## Task item
Copy out again, unchanged, the line that contains "Query: louvred belfry window" and every line after it down to the last line of the data.

[Data records Boundary: Start]

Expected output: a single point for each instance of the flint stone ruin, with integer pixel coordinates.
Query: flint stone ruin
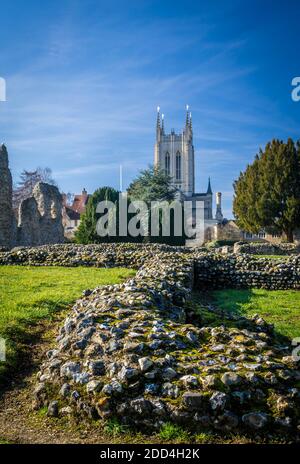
(39, 217)
(135, 350)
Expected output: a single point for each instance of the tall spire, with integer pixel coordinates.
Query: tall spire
(163, 123)
(209, 190)
(158, 129)
(187, 122)
(191, 125)
(158, 118)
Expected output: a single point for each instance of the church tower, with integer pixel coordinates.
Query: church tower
(174, 153)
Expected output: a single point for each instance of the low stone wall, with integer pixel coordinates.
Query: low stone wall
(262, 248)
(127, 350)
(244, 271)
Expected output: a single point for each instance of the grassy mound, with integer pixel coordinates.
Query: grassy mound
(30, 296)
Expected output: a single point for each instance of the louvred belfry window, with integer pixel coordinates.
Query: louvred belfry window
(178, 166)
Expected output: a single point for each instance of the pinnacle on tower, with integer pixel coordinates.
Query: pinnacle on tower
(187, 122)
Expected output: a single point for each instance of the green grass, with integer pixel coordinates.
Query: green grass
(278, 307)
(282, 257)
(31, 295)
(171, 431)
(114, 428)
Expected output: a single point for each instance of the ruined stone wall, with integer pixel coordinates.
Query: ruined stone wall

[Data records Boundary: End]

## Response to this task
Query: louvred belfry window
(178, 166)
Expected output: a single point for each instance of the pinnacle on tower, with integer pixel coordinates.
Query: pinnacle on tower
(187, 122)
Expected output: a single point for each instance of the green grass, with integer pixel coordinates.
Query: green grass
(278, 307)
(282, 257)
(31, 295)
(171, 431)
(114, 428)
Expected output: a single point for each instance of the ruined stone wall, with integer pixel coordinates.
Query: ruined stone wall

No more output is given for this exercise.